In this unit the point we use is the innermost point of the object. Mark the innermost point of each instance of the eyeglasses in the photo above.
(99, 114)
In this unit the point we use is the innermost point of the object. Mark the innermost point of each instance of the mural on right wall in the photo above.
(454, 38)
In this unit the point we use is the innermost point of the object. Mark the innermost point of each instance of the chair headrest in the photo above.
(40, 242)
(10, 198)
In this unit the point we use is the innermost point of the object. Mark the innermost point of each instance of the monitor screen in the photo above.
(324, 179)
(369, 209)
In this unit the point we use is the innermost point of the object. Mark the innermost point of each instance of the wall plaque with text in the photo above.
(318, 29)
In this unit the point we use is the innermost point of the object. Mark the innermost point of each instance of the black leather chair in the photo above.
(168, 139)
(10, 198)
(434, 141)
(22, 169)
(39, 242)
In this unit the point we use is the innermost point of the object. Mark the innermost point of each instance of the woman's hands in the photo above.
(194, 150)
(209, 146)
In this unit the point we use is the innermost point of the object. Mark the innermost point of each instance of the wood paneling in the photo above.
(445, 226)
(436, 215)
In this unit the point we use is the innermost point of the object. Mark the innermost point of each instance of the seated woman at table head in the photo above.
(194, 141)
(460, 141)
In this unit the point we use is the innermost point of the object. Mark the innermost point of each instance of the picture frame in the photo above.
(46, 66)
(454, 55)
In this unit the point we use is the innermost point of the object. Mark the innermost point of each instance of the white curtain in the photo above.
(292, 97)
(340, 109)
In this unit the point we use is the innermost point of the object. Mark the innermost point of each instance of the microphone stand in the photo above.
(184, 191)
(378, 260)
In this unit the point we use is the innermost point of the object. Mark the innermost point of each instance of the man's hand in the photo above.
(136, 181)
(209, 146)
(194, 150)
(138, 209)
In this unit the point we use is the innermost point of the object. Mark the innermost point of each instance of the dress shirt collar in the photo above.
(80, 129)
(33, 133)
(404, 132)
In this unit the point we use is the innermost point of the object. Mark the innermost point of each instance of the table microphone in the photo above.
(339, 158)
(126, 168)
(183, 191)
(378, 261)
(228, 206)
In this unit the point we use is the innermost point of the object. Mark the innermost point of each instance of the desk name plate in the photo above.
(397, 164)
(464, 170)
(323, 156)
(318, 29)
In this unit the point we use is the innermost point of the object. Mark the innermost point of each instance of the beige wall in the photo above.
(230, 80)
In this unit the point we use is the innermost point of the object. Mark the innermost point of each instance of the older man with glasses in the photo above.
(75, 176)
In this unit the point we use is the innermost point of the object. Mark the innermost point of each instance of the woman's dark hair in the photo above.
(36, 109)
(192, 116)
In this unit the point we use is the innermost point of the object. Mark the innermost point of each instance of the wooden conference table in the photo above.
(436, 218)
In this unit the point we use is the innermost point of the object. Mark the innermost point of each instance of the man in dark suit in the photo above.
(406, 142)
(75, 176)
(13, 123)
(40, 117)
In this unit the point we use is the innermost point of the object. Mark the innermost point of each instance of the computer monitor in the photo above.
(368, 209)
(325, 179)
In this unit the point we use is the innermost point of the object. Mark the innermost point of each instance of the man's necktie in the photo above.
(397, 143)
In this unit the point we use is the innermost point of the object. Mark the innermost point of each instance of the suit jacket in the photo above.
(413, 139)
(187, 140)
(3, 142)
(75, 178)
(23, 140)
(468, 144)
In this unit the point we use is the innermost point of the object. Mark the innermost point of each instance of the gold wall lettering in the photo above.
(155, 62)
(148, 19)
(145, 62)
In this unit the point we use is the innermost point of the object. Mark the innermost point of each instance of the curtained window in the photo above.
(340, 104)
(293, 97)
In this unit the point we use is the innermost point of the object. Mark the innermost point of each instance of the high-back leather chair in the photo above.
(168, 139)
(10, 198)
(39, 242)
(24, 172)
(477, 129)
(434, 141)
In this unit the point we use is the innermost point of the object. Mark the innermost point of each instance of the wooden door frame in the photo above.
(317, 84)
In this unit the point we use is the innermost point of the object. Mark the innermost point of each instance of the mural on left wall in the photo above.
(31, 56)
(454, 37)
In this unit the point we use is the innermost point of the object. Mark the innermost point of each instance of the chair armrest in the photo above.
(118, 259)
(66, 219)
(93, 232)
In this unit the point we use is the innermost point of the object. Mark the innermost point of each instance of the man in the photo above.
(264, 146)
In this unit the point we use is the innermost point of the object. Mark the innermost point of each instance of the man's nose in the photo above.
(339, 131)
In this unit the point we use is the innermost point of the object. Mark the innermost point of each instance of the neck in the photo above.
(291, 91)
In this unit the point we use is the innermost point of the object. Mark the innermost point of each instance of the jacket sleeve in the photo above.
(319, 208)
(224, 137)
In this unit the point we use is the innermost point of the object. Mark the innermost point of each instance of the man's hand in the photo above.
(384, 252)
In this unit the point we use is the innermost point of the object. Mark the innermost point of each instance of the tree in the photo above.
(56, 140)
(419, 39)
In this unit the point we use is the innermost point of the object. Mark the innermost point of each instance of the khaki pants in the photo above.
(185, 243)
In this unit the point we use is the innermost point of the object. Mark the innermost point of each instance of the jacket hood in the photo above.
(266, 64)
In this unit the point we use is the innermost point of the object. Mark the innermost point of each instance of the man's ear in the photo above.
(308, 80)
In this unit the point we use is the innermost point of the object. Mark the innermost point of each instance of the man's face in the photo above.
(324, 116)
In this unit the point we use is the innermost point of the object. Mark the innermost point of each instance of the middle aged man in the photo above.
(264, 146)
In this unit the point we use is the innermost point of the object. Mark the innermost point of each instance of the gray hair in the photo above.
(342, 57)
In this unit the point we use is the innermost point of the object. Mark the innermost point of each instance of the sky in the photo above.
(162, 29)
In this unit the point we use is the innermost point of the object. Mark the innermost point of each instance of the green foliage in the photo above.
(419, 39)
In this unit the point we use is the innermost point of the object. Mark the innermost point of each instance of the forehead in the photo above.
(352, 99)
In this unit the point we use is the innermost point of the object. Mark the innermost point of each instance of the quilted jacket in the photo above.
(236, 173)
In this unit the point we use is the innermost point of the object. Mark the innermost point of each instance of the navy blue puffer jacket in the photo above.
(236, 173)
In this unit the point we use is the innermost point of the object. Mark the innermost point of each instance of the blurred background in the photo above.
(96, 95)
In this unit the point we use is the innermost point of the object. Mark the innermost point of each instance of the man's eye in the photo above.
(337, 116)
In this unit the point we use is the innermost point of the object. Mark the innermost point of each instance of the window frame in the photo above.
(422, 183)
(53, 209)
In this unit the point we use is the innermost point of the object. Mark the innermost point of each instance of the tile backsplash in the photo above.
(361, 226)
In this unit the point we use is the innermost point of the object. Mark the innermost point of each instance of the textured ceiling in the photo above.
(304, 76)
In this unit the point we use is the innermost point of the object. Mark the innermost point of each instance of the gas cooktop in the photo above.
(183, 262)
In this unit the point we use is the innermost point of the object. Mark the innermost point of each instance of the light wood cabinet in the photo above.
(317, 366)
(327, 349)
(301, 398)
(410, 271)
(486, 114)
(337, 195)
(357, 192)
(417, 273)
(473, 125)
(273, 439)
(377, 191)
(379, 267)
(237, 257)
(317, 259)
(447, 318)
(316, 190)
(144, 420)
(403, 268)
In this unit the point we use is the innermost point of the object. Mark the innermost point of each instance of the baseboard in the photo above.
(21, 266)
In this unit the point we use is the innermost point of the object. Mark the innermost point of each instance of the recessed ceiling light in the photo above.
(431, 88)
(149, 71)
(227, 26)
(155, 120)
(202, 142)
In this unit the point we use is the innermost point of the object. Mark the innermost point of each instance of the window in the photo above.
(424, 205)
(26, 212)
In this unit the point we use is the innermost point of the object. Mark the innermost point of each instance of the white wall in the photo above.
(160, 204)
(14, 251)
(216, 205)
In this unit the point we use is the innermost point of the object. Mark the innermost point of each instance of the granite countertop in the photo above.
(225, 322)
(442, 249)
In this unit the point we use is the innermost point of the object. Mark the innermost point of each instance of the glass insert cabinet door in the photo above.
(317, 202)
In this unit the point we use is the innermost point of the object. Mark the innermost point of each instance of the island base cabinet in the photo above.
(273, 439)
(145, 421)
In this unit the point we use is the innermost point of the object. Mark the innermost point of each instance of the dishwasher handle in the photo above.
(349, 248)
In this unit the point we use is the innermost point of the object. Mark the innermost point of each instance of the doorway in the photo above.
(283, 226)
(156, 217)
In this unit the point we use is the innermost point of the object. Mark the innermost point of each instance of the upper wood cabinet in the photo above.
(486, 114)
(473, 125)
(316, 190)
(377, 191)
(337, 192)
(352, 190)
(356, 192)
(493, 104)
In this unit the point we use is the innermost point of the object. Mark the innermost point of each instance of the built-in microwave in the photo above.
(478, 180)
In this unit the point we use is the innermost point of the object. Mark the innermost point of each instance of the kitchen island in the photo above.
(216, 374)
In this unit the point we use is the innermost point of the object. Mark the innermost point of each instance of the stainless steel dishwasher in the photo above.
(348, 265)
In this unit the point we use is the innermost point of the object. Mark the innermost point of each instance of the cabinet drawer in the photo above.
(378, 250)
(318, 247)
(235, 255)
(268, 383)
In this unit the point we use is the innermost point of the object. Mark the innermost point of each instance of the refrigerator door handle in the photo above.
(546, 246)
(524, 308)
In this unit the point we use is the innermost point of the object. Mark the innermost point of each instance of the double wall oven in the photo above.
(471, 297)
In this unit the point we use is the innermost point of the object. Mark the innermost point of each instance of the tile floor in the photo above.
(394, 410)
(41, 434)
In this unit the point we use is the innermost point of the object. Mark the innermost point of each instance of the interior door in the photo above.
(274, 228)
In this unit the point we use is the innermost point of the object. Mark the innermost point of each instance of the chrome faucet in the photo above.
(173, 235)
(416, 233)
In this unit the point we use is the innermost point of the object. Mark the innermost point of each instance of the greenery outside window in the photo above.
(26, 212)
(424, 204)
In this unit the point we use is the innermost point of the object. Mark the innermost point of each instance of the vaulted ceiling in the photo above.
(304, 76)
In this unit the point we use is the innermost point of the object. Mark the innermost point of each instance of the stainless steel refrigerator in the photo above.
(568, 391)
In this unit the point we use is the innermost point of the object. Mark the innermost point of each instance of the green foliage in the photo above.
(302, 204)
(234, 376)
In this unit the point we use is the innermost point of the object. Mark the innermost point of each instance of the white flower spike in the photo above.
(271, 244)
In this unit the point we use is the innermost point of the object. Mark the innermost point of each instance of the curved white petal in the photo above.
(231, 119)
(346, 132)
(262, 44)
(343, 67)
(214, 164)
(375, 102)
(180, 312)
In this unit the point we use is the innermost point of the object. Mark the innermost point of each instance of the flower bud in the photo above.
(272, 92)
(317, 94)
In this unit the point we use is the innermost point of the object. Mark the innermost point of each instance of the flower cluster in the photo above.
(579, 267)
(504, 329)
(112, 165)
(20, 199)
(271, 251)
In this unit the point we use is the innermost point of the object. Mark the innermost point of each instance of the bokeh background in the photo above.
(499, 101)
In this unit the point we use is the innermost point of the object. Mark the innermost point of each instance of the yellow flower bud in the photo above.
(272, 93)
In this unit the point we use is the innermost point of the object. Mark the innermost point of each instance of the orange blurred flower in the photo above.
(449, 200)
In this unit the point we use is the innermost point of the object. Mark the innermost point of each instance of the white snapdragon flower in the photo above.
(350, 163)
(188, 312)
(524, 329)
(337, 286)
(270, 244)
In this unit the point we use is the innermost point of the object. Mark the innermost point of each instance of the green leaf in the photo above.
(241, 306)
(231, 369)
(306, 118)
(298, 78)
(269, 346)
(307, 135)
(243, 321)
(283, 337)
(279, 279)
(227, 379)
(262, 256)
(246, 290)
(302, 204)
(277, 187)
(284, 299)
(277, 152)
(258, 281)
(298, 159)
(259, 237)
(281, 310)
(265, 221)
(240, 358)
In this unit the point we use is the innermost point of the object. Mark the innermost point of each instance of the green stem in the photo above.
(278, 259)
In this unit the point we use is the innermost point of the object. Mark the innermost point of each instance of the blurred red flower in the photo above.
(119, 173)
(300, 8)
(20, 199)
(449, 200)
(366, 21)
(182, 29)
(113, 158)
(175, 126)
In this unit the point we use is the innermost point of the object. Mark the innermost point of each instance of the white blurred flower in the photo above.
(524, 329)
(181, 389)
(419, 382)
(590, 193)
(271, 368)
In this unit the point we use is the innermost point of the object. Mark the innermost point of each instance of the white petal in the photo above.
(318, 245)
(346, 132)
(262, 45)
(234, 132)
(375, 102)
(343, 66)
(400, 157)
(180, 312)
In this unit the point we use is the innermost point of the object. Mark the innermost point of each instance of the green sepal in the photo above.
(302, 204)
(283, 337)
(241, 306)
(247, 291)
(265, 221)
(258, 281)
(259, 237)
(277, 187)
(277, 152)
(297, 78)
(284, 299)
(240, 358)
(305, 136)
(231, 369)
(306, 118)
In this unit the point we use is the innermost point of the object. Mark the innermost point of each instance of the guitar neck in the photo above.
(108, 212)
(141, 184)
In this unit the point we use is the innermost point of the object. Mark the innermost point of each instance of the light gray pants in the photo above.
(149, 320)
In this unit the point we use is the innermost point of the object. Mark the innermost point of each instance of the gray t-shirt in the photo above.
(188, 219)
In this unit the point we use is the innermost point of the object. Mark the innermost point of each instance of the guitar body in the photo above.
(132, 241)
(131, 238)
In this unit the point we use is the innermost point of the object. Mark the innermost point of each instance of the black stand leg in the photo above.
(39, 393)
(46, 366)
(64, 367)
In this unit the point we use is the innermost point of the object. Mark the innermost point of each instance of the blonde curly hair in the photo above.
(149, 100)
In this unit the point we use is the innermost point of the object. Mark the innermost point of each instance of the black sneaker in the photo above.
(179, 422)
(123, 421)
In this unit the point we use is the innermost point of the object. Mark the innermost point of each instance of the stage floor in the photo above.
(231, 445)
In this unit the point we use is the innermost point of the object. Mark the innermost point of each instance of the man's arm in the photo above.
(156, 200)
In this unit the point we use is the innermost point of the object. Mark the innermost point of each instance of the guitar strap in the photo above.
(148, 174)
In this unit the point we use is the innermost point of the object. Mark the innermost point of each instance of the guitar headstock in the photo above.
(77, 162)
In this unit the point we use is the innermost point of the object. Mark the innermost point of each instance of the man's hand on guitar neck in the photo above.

| Exercise task |
Restate the final lines of the listing above word for word, beginning at the line that contains "arm in the photo above.".

| Result below |
In this unit the point we use is the innermost point of the object. Mark the innermost point of each instance of the man's arm in the photo above.
(156, 200)
In this unit the point we use is the innermost point of the object. Mark the innermost point of each instance of the guitar strap in the photo above.
(148, 174)
In this unit the point we use is the innermost point of the object. Mark the innermost point of each instance of the guitar headstock in the photo above.
(77, 162)
In this unit the point we use is the innermost point of the object. Mark the innermost point of each instance of the man's hand on guitar neck in the photo above.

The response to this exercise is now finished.